Begin

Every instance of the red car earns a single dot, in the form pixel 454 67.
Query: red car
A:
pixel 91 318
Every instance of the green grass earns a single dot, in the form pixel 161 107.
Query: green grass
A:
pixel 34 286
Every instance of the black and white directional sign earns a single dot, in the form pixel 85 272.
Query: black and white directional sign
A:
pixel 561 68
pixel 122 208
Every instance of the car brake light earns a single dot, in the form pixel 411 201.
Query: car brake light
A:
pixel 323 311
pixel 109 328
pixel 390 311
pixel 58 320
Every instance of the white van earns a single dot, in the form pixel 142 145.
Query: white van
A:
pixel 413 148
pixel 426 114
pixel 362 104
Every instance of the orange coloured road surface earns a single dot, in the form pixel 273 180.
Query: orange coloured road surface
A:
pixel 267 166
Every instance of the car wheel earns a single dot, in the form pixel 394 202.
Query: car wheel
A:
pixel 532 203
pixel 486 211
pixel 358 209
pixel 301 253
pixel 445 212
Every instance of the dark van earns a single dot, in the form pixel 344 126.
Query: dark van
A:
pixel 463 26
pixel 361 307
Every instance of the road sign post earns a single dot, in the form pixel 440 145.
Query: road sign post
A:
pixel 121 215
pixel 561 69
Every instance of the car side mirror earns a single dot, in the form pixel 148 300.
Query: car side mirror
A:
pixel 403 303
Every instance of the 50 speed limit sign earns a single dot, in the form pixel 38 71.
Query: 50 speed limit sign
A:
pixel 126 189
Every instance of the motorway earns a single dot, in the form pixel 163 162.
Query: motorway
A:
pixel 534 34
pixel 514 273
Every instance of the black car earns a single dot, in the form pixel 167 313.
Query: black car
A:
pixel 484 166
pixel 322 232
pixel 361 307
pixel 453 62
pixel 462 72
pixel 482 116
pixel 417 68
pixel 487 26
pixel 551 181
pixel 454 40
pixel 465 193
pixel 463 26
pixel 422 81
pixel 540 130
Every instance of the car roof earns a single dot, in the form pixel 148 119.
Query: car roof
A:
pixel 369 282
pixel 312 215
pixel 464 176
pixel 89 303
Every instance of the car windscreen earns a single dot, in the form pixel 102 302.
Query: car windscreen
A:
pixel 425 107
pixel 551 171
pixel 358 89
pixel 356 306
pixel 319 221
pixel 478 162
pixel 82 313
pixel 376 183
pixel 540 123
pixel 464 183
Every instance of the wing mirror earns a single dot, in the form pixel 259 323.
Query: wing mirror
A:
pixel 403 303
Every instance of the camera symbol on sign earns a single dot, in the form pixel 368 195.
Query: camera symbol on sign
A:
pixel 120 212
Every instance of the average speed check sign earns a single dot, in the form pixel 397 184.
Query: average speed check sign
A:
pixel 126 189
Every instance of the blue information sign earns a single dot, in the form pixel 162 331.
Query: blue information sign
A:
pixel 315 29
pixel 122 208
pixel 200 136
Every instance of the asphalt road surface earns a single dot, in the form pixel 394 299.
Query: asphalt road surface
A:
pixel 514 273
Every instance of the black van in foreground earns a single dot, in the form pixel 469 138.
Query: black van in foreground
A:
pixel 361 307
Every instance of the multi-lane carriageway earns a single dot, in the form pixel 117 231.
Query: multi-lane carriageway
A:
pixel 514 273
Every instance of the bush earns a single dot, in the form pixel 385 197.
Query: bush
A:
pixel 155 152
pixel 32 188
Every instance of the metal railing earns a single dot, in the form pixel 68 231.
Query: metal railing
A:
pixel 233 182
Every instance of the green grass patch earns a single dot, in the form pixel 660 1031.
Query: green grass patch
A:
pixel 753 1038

End

* What to do *
Express all the lines above as a JSON list of strings, one string per line, leaving out any blank lines.

* Answer to this exercise *
[
  "Every instance of the red car earns a single dot, in the form pixel 454 67.",
  "Query: red car",
  "A:",
  "pixel 91 318",
  "Every instance of the green grass earns a single dot, in the form pixel 161 107.",
  "Query: green grass",
  "A:",
  "pixel 34 286",
  "Every instance of the black and white directional sign earns a single dot, in the form pixel 85 272.",
  "Query: black and white directional sign",
  "A:",
  "pixel 561 68",
  "pixel 122 208",
  "Every instance of the car brake light earns a single dot, in the form pixel 411 201.",
  "Query: car brake light",
  "A:",
  "pixel 323 311",
  "pixel 109 328",
  "pixel 390 311",
  "pixel 58 320",
  "Every instance of the white van earns a single dot, in the form pixel 142 145.",
  "Query: white van",
  "A:",
  "pixel 413 148",
  "pixel 426 114",
  "pixel 362 104",
  "Every instance of the orange coloured road surface earns a single dot, in the form pixel 273 180.",
  "Query: orange coloured road surface",
  "A:",
  "pixel 267 166",
  "Every instance of the car wheel earns a single dot, in the form pixel 394 202.",
  "Query: car wheel",
  "A:",
  "pixel 532 203",
  "pixel 486 211",
  "pixel 358 209",
  "pixel 301 253",
  "pixel 445 212",
  "Every instance of the dark van earns a single dot, in the form pixel 344 126.",
  "Query: dark van",
  "A:",
  "pixel 463 26",
  "pixel 361 307",
  "Every instance of the road sign post earns a single dot, in the form pixel 440 145.",
  "Query: road sign post",
  "A:",
  "pixel 121 215",
  "pixel 561 69",
  "Every instance of the car side mirror earns a single dot, in the form pixel 148 300.",
  "Query: car side mirror",
  "A:",
  "pixel 403 303",
  "Every instance of the 50 speed limit sign earns a single dot, in the form pixel 38 71.",
  "Query: 50 speed limit sign",
  "A:",
  "pixel 126 189",
  "Every instance of the motorway earns a single dot, in the form pixel 163 162.",
  "Query: motorway",
  "A:",
  "pixel 534 34",
  "pixel 514 273",
  "Every instance of the black car earns a single dot, in the form pixel 167 313.",
  "Query: black car",
  "A:",
  "pixel 484 166",
  "pixel 322 232",
  "pixel 361 307",
  "pixel 453 62",
  "pixel 462 72",
  "pixel 482 116",
  "pixel 417 68",
  "pixel 487 26",
  "pixel 551 181",
  "pixel 454 40",
  "pixel 465 193",
  "pixel 463 26",
  "pixel 422 81",
  "pixel 540 130",
  "Every instance of the car roof earns a single dot, in the form pixel 148 119.",
  "Query: car roof",
  "A:",
  "pixel 369 282",
  "pixel 312 215",
  "pixel 464 176",
  "pixel 89 303",
  "Every instance of the car windscreen earns a single dot, in the form pixel 102 302.",
  "Query: car windscreen",
  "A:",
  "pixel 425 107",
  "pixel 551 171",
  "pixel 358 89",
  "pixel 356 306",
  "pixel 319 221",
  "pixel 478 162",
  "pixel 82 313",
  "pixel 376 183",
  "pixel 540 123",
  "pixel 464 183",
  "Every instance of the wing mirror earns a single dot, in the form pixel 259 323.",
  "Query: wing mirror",
  "A:",
  "pixel 403 303",
  "Every instance of the camera symbol on sign earns a single dot, in the form pixel 368 195.",
  "Query: camera symbol on sign",
  "A:",
  "pixel 120 212",
  "Every instance of the average speed check sign earns a single dot, in the form pixel 397 184.",
  "Query: average speed check sign",
  "A:",
  "pixel 126 189",
  "Every instance of the blue information sign earns a single dot, in the form pixel 162 331.",
  "Query: blue information sign",
  "A:",
  "pixel 315 29",
  "pixel 122 208",
  "pixel 200 136",
  "Every instance of the asphalt road surface earns a single dot, in the form pixel 394 299.",
  "Query: asphalt road surface",
  "A:",
  "pixel 514 273",
  "Every instance of the black van in foreground earns a single dot, in the form pixel 469 138.",
  "Query: black van in foreground",
  "A:",
  "pixel 361 307",
  "Every instance of the multi-lane carriageway earns a single dot, in the form pixel 117 231.",
  "Query: multi-lane carriageway",
  "A:",
  "pixel 514 273",
  "Every instance of the bush earns a single dot, in the form pixel 385 197.",
  "Query: bush",
  "A:",
  "pixel 155 152",
  "pixel 32 188",
  "Every instance of the metal railing earns a single dot, in the form pixel 68 231.",
  "Query: metal railing",
  "A:",
  "pixel 233 182",
  "Every instance of the green grass patch earns a single dot, in the form pixel 660 1031.",
  "Query: green grass patch",
  "A:",
  "pixel 753 1038"
]